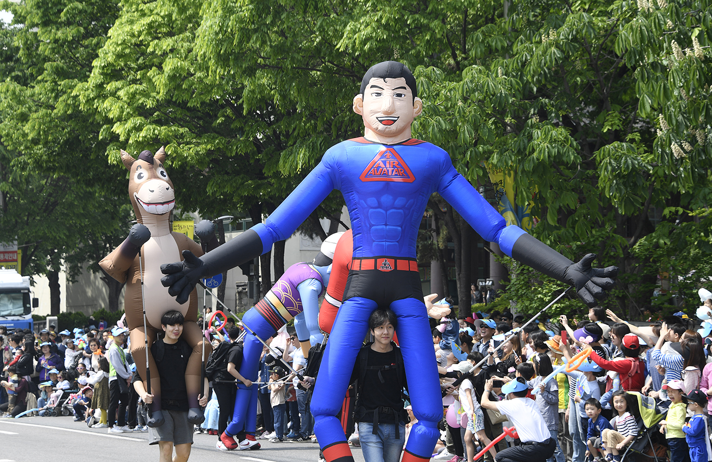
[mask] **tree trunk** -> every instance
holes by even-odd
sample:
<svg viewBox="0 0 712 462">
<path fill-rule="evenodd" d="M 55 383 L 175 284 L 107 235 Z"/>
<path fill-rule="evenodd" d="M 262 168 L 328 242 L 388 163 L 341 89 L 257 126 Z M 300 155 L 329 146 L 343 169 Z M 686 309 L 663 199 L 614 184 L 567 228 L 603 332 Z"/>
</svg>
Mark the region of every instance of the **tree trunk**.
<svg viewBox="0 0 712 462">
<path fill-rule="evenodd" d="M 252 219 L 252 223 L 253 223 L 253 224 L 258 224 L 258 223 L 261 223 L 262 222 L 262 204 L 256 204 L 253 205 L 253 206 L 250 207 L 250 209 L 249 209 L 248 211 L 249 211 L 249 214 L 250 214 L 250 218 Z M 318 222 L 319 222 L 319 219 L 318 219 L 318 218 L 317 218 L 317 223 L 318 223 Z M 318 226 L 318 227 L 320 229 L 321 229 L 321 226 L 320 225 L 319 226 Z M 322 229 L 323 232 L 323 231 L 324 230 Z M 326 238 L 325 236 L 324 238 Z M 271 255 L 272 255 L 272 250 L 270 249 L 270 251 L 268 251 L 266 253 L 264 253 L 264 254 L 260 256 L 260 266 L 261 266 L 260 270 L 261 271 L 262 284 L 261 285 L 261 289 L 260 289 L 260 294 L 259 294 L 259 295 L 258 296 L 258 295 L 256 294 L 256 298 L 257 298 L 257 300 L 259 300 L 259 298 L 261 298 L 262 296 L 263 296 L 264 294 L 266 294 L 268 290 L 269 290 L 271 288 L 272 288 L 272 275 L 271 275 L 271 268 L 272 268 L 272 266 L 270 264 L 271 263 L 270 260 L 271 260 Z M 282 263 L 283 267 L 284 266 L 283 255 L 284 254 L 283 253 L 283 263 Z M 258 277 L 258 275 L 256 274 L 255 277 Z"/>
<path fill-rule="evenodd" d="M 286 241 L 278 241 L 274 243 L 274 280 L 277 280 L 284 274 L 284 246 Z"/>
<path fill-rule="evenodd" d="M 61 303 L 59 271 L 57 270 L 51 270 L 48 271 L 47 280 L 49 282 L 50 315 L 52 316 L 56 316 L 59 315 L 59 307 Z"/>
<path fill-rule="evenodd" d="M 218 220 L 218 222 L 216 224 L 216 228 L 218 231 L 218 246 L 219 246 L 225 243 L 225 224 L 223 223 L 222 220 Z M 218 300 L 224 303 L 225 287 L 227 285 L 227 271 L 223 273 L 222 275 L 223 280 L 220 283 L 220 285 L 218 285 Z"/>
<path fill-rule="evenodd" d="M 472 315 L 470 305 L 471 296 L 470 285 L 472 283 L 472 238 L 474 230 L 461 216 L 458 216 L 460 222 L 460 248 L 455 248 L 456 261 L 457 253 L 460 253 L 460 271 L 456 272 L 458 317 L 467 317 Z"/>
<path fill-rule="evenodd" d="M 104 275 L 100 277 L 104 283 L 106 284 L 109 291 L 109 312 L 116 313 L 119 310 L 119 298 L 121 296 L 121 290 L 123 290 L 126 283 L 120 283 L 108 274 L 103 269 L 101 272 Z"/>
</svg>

★ ★ ★ ★

#### [Stated exercise]
Rewrite the lines above as a numbered list, skipping any blank lines and leaving out the picture.

#### [Output below]
1. [mask] **tree trunk** -> every instance
2. holes by even-odd
3. sample:
4. <svg viewBox="0 0 712 462">
5. <path fill-rule="evenodd" d="M 55 383 L 175 284 L 107 235 Z"/>
6. <path fill-rule="evenodd" d="M 262 168 L 328 242 L 388 163 L 341 89 L 257 126 Z M 300 155 L 329 146 L 343 169 Z M 686 309 L 663 199 L 614 184 L 567 228 L 603 332 Z"/>
7. </svg>
8. Mark the region of every instance of the **tree trunk**.
9. <svg viewBox="0 0 712 462">
10. <path fill-rule="evenodd" d="M 252 219 L 252 223 L 253 223 L 253 224 L 258 224 L 258 223 L 261 223 L 262 222 L 262 204 L 256 204 L 253 205 L 253 206 L 250 207 L 250 209 L 249 209 L 248 211 L 249 211 L 249 214 L 250 214 L 250 218 Z M 318 222 L 319 222 L 319 219 L 318 219 L 318 218 L 317 218 L 317 223 L 318 223 Z M 318 226 L 318 227 L 320 229 L 321 229 L 321 226 L 320 225 L 319 226 Z M 322 229 L 323 232 L 323 231 L 324 230 Z M 326 238 L 325 236 L 324 238 Z M 271 255 L 272 255 L 272 250 L 270 249 L 270 251 L 268 251 L 266 253 L 264 253 L 264 254 L 260 256 L 260 266 L 261 266 L 260 270 L 261 271 L 262 284 L 261 285 L 261 289 L 260 289 L 260 294 L 259 294 L 259 295 L 258 296 L 258 295 L 256 294 L 256 298 L 257 298 L 257 300 L 259 300 L 259 298 L 261 298 L 262 296 L 263 296 L 264 294 L 266 294 L 268 290 L 269 290 L 271 288 L 272 288 L 272 275 L 271 275 L 271 268 L 272 268 L 272 266 L 270 264 L 271 263 L 270 260 L 271 260 Z M 282 263 L 283 267 L 284 266 L 283 255 L 284 254 L 283 253 L 283 263 Z M 258 277 L 258 275 L 256 274 L 255 277 Z"/>
11. <path fill-rule="evenodd" d="M 286 241 L 278 241 L 274 243 L 274 280 L 277 280 L 284 274 L 284 246 Z"/>
12. <path fill-rule="evenodd" d="M 61 303 L 59 271 L 57 270 L 51 270 L 48 271 L 47 280 L 49 282 L 50 315 L 52 316 L 56 316 L 59 315 L 59 307 Z"/>
13. <path fill-rule="evenodd" d="M 218 220 L 218 222 L 216 224 L 216 228 L 218 231 L 218 246 L 219 246 L 225 243 L 225 224 L 223 223 L 222 220 Z M 218 300 L 224 303 L 225 287 L 227 285 L 227 271 L 223 273 L 222 275 L 223 280 L 220 283 L 220 285 L 218 285 Z"/>
14. <path fill-rule="evenodd" d="M 472 315 L 470 305 L 471 296 L 470 285 L 472 283 L 472 238 L 474 230 L 461 216 L 458 216 L 460 222 L 460 248 L 455 248 L 456 261 L 457 253 L 460 253 L 460 271 L 456 272 L 458 317 L 467 317 Z"/>
15. <path fill-rule="evenodd" d="M 104 275 L 100 277 L 104 283 L 106 284 L 109 291 L 109 312 L 116 313 L 119 310 L 119 298 L 121 296 L 121 290 L 123 290 L 126 283 L 120 283 L 108 274 L 103 269 L 101 272 Z"/>
16. </svg>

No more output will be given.